Objective
Copy the records below from the line containing "of the decorative" (that line included) through the end, keeping every request as it is and adding 14 to each x and y coordinate in the answers.

§ §

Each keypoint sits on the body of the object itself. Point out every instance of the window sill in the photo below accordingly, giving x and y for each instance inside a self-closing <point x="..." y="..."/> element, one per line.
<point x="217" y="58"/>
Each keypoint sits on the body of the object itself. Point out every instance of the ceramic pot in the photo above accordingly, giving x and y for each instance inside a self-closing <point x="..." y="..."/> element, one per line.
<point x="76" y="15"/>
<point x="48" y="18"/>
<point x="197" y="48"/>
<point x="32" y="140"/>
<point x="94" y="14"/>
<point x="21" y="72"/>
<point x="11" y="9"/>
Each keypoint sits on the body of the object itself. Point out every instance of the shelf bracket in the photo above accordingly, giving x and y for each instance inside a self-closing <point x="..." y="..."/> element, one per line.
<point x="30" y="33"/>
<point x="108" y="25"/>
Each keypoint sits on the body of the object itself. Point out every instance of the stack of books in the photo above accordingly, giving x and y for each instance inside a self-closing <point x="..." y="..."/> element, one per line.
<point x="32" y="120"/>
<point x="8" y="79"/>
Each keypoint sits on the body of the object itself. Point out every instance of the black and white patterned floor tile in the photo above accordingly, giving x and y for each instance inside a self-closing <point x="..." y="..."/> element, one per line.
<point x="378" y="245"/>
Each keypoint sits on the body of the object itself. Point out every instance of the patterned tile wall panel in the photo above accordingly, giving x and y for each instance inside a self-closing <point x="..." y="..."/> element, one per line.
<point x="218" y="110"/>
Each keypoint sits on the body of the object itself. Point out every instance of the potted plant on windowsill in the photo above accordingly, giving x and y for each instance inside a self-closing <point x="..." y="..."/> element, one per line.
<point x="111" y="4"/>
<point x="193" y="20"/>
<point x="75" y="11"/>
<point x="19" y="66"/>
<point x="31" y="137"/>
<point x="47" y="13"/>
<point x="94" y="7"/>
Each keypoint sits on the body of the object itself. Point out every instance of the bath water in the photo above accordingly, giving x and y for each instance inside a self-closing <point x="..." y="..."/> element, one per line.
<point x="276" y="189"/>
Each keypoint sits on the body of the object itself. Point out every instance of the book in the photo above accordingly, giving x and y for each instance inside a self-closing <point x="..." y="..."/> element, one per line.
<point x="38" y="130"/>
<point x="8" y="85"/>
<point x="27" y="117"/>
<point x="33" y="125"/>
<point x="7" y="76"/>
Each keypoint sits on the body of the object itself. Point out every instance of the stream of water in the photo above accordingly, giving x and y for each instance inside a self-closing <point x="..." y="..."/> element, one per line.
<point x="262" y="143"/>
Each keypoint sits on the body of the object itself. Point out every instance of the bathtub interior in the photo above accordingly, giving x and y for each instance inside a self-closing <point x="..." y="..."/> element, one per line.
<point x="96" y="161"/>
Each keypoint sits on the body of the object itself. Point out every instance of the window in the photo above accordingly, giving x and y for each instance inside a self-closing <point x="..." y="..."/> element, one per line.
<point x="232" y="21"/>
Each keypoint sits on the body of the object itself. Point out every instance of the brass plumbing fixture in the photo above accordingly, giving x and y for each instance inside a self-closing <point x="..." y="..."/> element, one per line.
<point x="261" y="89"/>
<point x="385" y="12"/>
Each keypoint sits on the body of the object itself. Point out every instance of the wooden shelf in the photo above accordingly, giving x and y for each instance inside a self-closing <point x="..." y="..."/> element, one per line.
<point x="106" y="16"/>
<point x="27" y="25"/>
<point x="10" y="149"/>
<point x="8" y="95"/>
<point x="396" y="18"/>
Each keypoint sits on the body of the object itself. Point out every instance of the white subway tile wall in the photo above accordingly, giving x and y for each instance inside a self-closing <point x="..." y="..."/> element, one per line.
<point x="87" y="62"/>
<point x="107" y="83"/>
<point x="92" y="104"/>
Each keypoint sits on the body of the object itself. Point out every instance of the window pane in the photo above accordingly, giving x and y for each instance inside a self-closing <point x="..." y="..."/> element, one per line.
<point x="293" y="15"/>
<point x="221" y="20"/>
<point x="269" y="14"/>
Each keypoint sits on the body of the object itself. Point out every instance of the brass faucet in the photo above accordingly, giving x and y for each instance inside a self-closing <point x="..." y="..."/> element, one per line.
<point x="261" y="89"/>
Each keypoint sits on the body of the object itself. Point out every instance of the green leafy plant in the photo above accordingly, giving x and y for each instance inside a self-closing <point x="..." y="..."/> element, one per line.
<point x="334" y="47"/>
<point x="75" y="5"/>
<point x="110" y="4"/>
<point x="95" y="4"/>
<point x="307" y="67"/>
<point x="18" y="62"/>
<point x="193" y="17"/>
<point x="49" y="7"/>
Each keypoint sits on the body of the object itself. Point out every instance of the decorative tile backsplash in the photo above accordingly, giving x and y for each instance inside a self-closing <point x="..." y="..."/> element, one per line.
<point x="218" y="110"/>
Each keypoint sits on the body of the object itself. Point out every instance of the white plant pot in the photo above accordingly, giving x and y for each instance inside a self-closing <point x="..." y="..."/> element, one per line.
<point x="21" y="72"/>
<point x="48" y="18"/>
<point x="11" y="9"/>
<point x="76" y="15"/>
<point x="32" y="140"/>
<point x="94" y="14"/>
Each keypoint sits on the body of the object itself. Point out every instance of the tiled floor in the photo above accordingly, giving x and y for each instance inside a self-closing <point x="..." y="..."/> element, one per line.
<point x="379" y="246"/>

§ §

Solution for this problem
Each keypoint sits on the body of the object itself. Point out every instance of the decorative tile backsplash in the photo above accordingly, giving x and y for each instance inside a self-closing <point x="..." y="..."/> element, one per line.
<point x="232" y="124"/>
Each keypoint sits on the body of the object itself. Point out every instance of the white plant pot in the photo above accordingly, giving x and y for each instance inside a self-closing <point x="..." y="..."/> element, one per line.
<point x="35" y="86"/>
<point x="62" y="32"/>
<point x="25" y="23"/>
<point x="90" y="29"/>
<point x="46" y="154"/>
<point x="108" y="28"/>
Each keypoint sits on the body of the object itself. Point out every instance of the tiled floor in the photo above accordingly, giving x and y for each instance inside a self-closing <point x="..." y="..."/> element, one per line.
<point x="393" y="260"/>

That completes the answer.